> [GIVEN INSTRUCTION]: Every line of the data must be copied exactly.

> [RECORD SET]:
============

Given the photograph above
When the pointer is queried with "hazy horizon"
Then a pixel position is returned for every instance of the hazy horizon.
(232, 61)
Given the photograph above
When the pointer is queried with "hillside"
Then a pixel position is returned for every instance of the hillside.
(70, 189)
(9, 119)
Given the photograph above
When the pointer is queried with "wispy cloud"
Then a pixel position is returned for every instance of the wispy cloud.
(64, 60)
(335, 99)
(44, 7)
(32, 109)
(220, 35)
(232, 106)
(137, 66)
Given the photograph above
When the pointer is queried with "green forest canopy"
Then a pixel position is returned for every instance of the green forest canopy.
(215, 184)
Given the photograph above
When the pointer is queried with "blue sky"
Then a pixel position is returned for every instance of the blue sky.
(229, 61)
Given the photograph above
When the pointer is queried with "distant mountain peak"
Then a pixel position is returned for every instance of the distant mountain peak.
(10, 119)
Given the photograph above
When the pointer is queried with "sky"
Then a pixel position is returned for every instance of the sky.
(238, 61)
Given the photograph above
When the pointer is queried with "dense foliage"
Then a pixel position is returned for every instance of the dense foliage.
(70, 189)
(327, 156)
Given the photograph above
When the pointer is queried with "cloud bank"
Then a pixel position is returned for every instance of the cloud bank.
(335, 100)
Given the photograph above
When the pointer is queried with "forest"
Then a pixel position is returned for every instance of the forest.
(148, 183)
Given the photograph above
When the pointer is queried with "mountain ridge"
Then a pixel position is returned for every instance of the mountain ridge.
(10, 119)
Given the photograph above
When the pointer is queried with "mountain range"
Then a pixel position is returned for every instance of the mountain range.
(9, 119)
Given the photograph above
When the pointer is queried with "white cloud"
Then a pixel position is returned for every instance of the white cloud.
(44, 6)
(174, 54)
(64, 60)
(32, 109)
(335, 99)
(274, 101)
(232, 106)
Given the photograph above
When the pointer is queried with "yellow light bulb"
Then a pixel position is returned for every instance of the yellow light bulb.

============

> [ANSWER FOR THIS EXERCISE]:
Given the photograph above
When the pointer is queried with "hazy horizon"
Then a pixel position is returned for every instance of the hazy horizon.
(232, 61)
Given the photograph above
When the pointer is queried with "hillside"
Then a pixel position is returned for every instance of the hillside.
(70, 189)
(9, 119)
Given the photograph above
When the pointer is queried with "wispy cloud"
Then a pixel position is returned for every instance of the wispy cloud.
(64, 60)
(335, 99)
(44, 7)
(32, 109)
(220, 35)
(232, 106)
(137, 66)
Given the photograph above
When the pointer is queried with "green forest canopy"
Then a pixel position is returned for every instance of the green forest canopy.
(215, 184)
Given the photograph above
When the pointer is queried with "blue sky"
Then a pixel position is returned for every instance of the blue sky.
(229, 61)
Given the photograph above
When the pointer is queried with "distant mountain peak"
Then a pixel position is returned for every instance of the distant mountain peak.
(10, 119)
Given the photograph above
When the pointer is queried with "sky"
Then a pixel position is returned for every instance of the sky.
(238, 61)
Given the photograph above
When the pointer is queried with "dense foliage"
Then a pixel position is returned for every instance of the dense foliage.
(70, 189)
(327, 156)
Given the photograph above
When the pointer is queried with "cloud bank"
Then a pixel position is returned for every instance of the cloud bank.
(335, 100)
Given the photograph above
When the pointer is queried with "forest"
Then a pixel position is returned for every instance of the forest.
(148, 183)
Given the photograph above
When the pointer is queried with "mountain ridge"
Then a pixel position is returned for every instance of the mountain ridge.
(10, 119)
Given the photograph above
When the pointer is queried with "mountain range"
Then a pixel position is returned for every instance of the mountain range.
(9, 119)
Given the photograph above
When the pointer is queried with "white cloud"
Then a pixel position is returned for every instance of the white cloud.
(44, 6)
(174, 54)
(64, 60)
(32, 109)
(335, 99)
(274, 101)
(232, 106)
Given the photograph above
When the pointer is queried with "yellow light bulb"
Then a pixel position is returned for every instance of the yellow light bulb.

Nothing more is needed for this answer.